---------- Study text

The Ministry of Health (MOH) reported a new case yesterday (6 Feb) that a 41 year-old Singaporean, who has no recent travel history to China, was infected with the deadly Wuhan virus in Singapore.
He was referred to as Case 29. MOH has yet to find out how he contracted the disease.
MOH said, “Epidemiological investigations and contact tracing are ongoing to identify individuals who had close contact with the case, and to establish any link he may have had with confirmed cases in Singapore or travellers from mainland China.”
“We are interviewing the patient and his close contacts, and investigating the locations he had recently been to,” MOH added.
Straits Times (ST) went ahead to report that the person appears to have “no apparent links” to previous cases. ST wrote, “The 41-year-old patient with no apparent links to past cases tested positive for the virus late on Wednesday night. Contact tracing is still in progress, with a focus on identifying any links he may have with past cases or travellers from China.”
MOH said that the 41-year-old developed a fever last Tuesday (28 Jan) and visited a clinic the next day. He sought treatment at another clinic on 30 Jan before being admitted to Mount Elizabeth Novena Hospital on Monday (3 Feb). On Wednesday (5 Feb), he was confirmed to have contracted the Wuhan virus. He is currently warded in an isolation room at NCID.
CNA further reported that the clinic the man visited on 30 Jan was the Seletar clinic of the Phoenix Medical Group.
Phoenix Medical said the person appeared “quite ill” with gastrointestinal and respiratory symptoms, as well as a moderate fever when he visited the clinic again on 3 Feb. As a precaution, the GP asked him to go to the hospital, which he went on the same day. It added that the patient “did not fulfill” MOH’s criteria for a suspected case of the coronavirus and as such was not sent to the hospital using a dedicated ambulance service.
CNA also said that the 41-year-old has “no known links” with the other confirmed cases so far.
Phoenix Medical assured that all the rooms, corridors, table tops, seats and examination couches in its clinic had been “deep cleansed” yesterday. The GP who attended to the man had also opted to take a voluntary leave of absence until Feb 17.
Meanwhile, in a media interview, Professor Paul Tambyah who is a senior consultant at the NUS Division of Infectious Diseases as well as the Chairman of Singapore Democratic Party (SDP), said that previous studies done on the common cold coronavirus show that its survivability outside a body depends on the temperature and humidity in the area.
“In these studies, at 6 deg C, the infectious virus particles could survive for close to 100 hours. But at 30 deg C, the particles were gone in about an hour or two,” Prof Tambyah said.
“At high temperature, high humidity, the virus is gone very quickly. At low temperature, low humidity, it can stay for quite a while.”

--------------------
---------- Dataset records

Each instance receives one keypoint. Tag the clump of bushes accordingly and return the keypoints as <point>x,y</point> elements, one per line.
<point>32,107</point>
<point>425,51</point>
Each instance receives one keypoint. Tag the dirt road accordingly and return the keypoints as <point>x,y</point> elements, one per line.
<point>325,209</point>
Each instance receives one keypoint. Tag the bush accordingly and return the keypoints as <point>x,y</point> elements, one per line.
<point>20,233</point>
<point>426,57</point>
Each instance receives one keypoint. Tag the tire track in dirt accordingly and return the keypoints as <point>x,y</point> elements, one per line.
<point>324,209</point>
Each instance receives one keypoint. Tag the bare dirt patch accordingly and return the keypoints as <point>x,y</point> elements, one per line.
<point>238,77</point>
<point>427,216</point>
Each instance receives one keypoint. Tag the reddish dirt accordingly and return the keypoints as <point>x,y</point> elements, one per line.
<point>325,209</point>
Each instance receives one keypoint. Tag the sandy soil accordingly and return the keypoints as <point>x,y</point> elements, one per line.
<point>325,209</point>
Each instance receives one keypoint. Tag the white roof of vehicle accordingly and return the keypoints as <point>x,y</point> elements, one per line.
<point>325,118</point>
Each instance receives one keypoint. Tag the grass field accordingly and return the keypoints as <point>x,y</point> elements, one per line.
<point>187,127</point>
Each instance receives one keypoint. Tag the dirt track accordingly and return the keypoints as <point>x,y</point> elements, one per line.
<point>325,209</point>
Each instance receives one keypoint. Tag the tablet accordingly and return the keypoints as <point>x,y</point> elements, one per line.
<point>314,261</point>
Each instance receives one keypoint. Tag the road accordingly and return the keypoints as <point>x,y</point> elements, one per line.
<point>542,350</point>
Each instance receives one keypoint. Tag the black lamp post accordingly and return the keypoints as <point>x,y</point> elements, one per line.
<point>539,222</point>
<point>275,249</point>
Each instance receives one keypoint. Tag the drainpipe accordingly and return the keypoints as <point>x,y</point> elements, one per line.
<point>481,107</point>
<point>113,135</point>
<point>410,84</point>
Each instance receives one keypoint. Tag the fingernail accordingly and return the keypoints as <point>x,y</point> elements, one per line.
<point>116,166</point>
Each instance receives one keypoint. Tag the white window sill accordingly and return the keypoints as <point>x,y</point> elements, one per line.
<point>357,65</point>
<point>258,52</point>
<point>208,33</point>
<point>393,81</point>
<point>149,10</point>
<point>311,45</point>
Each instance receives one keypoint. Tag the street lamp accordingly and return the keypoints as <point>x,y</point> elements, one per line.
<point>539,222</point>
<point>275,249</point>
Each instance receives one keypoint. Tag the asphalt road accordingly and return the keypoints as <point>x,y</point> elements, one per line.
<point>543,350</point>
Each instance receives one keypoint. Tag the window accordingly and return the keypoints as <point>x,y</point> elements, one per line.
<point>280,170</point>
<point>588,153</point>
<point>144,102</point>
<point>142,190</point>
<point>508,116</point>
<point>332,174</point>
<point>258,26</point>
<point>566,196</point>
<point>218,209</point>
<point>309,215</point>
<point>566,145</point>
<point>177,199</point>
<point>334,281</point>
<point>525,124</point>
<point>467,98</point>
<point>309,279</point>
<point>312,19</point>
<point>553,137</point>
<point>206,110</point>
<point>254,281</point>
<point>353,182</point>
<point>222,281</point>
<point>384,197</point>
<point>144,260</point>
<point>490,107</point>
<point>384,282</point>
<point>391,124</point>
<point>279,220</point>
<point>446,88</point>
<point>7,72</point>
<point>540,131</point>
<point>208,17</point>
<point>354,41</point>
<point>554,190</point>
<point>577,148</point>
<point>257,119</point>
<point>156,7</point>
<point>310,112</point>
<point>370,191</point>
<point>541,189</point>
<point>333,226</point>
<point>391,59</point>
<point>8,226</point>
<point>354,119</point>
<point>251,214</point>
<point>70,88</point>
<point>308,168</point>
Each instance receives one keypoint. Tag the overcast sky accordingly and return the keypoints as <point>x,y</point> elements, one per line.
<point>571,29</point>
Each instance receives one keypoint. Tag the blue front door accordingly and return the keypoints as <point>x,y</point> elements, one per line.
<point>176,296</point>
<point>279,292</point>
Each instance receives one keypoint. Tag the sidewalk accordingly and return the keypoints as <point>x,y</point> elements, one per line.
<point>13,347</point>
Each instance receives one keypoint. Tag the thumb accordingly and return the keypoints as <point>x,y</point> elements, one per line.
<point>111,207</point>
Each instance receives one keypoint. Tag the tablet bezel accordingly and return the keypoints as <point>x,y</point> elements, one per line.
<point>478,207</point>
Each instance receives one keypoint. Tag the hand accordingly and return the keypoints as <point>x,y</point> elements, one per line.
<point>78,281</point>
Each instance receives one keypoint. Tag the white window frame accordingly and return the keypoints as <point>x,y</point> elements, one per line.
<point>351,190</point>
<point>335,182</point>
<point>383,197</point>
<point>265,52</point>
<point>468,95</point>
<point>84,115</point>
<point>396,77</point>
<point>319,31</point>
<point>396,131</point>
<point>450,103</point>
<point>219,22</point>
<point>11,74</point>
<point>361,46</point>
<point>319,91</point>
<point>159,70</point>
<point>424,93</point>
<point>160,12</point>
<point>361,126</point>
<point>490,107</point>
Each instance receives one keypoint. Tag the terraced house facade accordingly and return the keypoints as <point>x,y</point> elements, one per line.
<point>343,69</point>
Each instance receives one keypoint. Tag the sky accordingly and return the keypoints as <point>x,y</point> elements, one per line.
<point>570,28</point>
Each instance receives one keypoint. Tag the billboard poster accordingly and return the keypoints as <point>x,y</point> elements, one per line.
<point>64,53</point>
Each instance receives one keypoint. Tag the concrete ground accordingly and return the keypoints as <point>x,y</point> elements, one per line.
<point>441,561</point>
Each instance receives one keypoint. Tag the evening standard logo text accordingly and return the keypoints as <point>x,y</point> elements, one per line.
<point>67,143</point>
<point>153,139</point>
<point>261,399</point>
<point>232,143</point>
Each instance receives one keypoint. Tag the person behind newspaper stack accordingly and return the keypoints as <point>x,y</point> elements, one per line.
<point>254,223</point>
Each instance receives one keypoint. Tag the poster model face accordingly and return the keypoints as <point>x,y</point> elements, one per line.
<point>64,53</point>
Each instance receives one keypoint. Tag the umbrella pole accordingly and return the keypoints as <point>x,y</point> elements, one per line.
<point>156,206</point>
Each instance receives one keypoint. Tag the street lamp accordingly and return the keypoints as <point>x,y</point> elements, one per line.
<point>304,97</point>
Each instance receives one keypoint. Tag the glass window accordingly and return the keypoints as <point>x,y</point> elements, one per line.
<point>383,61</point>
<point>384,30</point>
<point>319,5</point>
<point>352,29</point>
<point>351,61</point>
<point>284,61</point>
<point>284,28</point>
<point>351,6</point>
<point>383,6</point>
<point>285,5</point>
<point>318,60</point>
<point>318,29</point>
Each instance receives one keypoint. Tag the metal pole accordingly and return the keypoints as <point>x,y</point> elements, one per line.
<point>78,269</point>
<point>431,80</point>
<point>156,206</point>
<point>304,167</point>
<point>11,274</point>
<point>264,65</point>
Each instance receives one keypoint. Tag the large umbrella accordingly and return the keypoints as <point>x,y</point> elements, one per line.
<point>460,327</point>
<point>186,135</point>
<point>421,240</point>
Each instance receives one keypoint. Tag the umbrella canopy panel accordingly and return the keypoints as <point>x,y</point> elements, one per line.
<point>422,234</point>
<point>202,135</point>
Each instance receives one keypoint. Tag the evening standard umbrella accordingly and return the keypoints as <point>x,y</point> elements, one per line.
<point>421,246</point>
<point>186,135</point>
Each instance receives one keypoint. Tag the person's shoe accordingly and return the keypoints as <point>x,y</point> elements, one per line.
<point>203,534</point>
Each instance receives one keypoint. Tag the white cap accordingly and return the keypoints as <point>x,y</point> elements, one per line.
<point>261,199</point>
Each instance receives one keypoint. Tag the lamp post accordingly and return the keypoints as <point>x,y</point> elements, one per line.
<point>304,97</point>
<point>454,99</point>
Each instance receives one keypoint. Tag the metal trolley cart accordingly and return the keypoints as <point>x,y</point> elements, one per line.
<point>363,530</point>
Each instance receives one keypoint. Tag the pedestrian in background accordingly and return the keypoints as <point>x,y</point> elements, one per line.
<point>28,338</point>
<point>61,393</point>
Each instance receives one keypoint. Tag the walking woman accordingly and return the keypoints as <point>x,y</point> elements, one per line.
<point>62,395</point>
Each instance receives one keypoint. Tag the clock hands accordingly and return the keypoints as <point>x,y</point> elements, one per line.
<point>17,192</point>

--------------------

→ **Assignment**
Decide whether each statement agrees with the news report on Case 29, answering yes or no and quoting the words of the report that settle it. (a) The patient developed a fever on 28 Jan. (b) The patient was taken to the hospital by a dedicated ambulance service. (c) In the studies Prof Tambyah described, virus particles at 30 deg C survived for close to 100 hours.

→ **Response to this exercise**
(a) Yes: "the 41-year-old developed a fever last Tuesday (28 Jan)"
(b) No: "was not sent to the hospital using a dedicated ambulance service"
(c) No: "at 30 deg C, the particles were gone in about an hour or two"